» **Source text**
Song Of The Day 9/3/2014: The Lurkers - "New Guitar In Town"


Untitled Punk Week: It's amusing, even a little bit heartening, to see so many bands from the second or third tiers of Anglo-Saxon punk to be so admired by their cult audiences, even as those audiences go to some effort to describe just how amateur the band was in the first place. Sometimes just flat-out bad. I realize that's part and parcel of the whole punk credo at the time, but it still amazes me as a resident of America, where we placed over-extended importance on the notion that our bands were at least competent. They had their Pete Shelleys and their Anti-Nowhere Leagues, and we just threw back Tom Scholz and his devices of extraordinary wankery. And they laughed, and continued on their merry way. I sometimes think I was misplaced on the wrong side of the ocean. I'm still open to visa invitations, though.

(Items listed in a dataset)
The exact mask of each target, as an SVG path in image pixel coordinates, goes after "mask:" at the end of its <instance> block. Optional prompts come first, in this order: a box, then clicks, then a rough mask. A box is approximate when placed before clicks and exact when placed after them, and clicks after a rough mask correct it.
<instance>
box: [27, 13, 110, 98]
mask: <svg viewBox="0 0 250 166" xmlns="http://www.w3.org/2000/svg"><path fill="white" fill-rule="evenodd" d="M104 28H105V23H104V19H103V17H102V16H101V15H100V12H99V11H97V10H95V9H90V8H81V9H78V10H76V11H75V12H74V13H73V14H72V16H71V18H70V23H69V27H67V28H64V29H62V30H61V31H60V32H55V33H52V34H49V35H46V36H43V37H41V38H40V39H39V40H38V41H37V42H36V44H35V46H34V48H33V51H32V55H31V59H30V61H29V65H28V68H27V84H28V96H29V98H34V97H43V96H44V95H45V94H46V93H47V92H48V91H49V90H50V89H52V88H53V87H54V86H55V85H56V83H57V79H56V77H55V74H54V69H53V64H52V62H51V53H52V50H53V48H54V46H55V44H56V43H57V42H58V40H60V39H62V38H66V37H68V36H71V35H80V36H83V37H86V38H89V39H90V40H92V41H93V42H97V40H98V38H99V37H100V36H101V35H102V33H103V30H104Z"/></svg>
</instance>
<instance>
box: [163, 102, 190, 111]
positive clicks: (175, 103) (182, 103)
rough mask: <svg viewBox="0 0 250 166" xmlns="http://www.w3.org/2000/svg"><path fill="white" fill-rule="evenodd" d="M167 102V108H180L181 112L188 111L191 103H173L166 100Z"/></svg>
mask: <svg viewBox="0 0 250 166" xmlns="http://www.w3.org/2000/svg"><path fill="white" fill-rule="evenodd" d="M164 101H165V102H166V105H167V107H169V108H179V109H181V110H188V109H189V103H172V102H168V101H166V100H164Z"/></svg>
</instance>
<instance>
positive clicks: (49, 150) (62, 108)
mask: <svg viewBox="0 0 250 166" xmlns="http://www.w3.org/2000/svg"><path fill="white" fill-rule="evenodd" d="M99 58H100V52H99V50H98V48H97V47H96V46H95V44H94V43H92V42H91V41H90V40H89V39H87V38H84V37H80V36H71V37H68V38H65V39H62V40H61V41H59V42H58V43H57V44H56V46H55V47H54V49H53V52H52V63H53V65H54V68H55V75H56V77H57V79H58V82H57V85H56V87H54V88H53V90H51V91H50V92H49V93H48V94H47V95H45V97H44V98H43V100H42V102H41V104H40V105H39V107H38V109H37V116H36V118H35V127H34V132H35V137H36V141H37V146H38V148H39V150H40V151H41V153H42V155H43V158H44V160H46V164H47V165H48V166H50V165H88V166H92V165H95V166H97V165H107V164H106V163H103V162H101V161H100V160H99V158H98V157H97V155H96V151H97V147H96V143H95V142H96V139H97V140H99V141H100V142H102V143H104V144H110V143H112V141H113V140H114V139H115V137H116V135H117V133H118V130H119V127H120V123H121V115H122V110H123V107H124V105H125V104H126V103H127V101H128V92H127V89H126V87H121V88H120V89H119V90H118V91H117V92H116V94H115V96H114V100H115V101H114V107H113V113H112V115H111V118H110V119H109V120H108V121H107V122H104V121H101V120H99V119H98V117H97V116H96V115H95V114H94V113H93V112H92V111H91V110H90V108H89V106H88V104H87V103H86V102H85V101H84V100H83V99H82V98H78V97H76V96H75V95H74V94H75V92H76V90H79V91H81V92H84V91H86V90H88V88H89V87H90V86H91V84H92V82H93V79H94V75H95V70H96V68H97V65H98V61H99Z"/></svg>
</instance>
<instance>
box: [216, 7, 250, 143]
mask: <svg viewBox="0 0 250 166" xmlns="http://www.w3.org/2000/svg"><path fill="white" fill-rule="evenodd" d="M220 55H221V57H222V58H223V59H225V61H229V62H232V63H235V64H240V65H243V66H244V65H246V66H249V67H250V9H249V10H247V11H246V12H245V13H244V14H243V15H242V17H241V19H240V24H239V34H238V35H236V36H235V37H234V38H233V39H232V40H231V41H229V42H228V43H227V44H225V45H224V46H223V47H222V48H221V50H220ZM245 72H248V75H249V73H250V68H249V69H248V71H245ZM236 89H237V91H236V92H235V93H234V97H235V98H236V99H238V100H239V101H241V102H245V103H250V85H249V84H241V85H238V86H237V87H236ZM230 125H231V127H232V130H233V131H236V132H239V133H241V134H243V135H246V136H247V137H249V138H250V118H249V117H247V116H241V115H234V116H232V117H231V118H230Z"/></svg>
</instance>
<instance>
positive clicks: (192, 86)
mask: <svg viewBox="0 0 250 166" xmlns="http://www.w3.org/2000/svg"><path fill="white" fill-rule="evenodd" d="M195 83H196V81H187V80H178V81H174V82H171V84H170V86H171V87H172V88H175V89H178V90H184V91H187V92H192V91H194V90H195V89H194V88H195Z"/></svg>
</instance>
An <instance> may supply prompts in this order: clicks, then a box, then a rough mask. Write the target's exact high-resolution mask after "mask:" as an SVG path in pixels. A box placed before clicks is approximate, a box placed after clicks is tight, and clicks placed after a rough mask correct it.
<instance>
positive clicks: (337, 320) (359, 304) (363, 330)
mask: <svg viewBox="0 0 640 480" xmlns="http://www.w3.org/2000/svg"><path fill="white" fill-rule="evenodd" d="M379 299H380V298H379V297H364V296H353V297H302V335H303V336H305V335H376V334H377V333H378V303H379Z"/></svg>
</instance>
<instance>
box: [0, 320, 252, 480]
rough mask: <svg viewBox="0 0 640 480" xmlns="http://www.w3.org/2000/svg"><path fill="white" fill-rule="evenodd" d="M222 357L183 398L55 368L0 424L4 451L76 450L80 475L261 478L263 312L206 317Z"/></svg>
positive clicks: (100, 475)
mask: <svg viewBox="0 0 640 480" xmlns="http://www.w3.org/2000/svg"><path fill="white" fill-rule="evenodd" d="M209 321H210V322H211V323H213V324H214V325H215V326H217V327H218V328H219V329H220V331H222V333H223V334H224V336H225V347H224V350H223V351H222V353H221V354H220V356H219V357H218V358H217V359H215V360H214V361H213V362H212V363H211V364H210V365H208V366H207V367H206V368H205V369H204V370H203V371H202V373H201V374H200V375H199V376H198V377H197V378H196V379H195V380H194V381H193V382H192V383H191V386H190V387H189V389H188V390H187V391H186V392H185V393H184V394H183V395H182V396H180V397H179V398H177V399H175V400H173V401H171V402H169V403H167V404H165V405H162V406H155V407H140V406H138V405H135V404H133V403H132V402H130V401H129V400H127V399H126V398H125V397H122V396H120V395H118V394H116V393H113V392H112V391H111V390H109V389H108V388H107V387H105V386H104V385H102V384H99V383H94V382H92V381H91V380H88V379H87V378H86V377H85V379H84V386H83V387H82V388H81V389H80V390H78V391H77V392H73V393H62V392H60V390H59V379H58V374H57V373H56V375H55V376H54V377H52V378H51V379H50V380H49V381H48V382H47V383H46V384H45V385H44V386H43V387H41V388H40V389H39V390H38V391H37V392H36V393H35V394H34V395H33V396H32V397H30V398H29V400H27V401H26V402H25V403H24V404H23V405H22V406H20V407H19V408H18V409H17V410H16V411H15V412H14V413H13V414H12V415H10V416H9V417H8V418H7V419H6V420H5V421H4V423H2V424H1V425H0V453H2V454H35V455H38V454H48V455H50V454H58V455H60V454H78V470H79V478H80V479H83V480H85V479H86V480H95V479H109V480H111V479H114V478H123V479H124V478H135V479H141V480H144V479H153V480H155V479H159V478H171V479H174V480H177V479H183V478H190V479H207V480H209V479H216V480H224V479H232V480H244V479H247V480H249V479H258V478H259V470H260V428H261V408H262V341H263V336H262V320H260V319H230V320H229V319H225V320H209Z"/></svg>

» **Exercise goal**
Please write out the Lurkers post word for word, starting at "Untitled Punk Week: It's" and ending at "visa invitations, though.". This listing was drawn from a separate source.

» **Finished task**
Untitled Punk Week: It's amusing, even a little bit heartening, to see so many bands from the second or third tiers of Anglo-Saxon punk to be so admired by their cult audiences, even as those audiences go to some effort to describe just how amateur the band was in the first place. Sometimes just flat-out bad. I realize that's part and parcel of the whole punk credo at the time, but it still amazes me as a resident of America, where we placed over-extended importance on the notion that our bands were at least competent. They had their Pete Shelleys and their Anti-Nowhere Leagues, and we just threw back Tom Scholz and his devices of extraordinary wankery. And they laughed, and continued on their merry way. I sometimes think I was misplaced on the wrong side of the ocean. I'm still open to visa invitations, though.